One of last year’s recipients saved someone following a major accident.

California Medical Facility Correctional Officer Salvador Hernandez was eastbound on Interstate 80 on April 15, 2013, when he came upon an accident in which a large truck had rear-ended a car, knocking it across two lanes of traffic and into bushes 30 feet off the highway.

The driver of the car was Correctional Counselor Charlie Thompson. He had blood coming from his face and was unable to move his right leg or right arm. He was concerned he would not be able to get out of his vehicle should it catch fire.

Officer Hernandez worked with others to force open the wrecked car’s passenger-side door and calmly reassured Thompson.

“Everything will be all right, brother. We got you,” he told Thompson. “We’re going to get you out of there, and you’re going to be OK.”

Officer Hernandez helped Mr. Thompson out of the vehicle and assisted the paramedics. He also gathered Mr. Thompson’s belongings and notified his family.

Unit Citation

The Unit Citation is awarded for great courage displayed by a departmental unit in the course of conducting an operation in the face of immediate life-threatening circumstances.

Agents from Sacramento Fugitive Apprehension Team and the Special Service Unit – Rancho Cordova were recognized last year for their efforts related to the apprehension of a fugitive.

__WORK INSTRUCTIONS__:
**A)** In the awards passage, which highway was Officer Hernandez traveling on, and in what direction?
**B)** Please list every action the awards passage says Officer Hernandez took at the accident scene.
**C)** Carry on the awards passage from its last sentence.
The rows below the awards passage come from a separate source.

__DATA EXTRACT__:
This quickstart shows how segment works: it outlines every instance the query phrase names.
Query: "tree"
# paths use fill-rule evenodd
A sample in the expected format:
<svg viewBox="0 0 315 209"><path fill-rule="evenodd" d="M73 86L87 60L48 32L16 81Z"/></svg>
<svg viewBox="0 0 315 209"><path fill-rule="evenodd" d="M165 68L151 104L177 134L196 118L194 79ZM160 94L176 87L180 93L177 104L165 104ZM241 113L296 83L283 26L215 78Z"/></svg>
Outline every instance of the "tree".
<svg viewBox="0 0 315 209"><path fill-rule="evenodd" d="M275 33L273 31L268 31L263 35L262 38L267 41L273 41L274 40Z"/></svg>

__OUTPUTS BY TASK__:
**A)** He was traveling eastbound on Interstate 80.

**B)**
- Worked with others to force open the wrecked car's passenger-side door
- Calmly reassured Thompson
- Helped Thompson out of the vehicle
- Assisted the paramedics
- Gathered Thompson's belongings
- Notified Thompson's family

**C)**
On Oct. 25, 2013, law enforcement officers identified Parolee at Large, Samuel Duran, who has a violent criminal history, and attempted to arrest him in Roseville.

Duran wounded a federal Immigration and Customs Enforcement Agent. He then fled.

CDCR’s agents responded immediately, and then sought information from the Criminal Intelligence and Analysis Unit.

About two hours into the ensuring search, law enforcement officers found that a door had been kicked in at a residence in Roseville. As SWAT officers surrounded the residence, Duran opened fire with an assault rifle from inside the residence, injuring three SWAT officers.

During the incident, Agents and Analysts from CDCR’s Office of Correctional Safety provided the following assistance:

  • Gathered pertinent intelligence on Duran to help formulate a subject profile to assess possible tactics and actions. Assisted the inner perimeter and provided support to the SWAT Team.
  • Assisted at the Command Post and provided current and updated information to OCS managers.
  • Assisted in the negotiation process.
  • Provided intelligence needed to obtain additional search warrants.
  • Coordinated simultaneous cell searches throughout State institutions

After a stand-off of seven hours, crisis negotiators convinced Duran to surrender.

Distinguished Service Medal

The Distinguished Service Medal is awarded for an employee’s work conduct with the Department for a period of months or years, or involvement in a specific assignment of unusual benefit to the Department.

One of last year’s honorees was Michael Miranda, Gang Institution Coordinators at N.A. Chaderjian Youth Correctional Facility.

Mr. Miranda provides an example of the adage that exemplary people excel at what they do and are excellent examples to others.

Many of the tasks of the Gang Institution Coordinator are done not in the institution, but in the community; from having a life-changing discussion with a high-risk elementary school student to leading youth on off-grounds excursions during which NACYCF youth participate in restorative-justice projects.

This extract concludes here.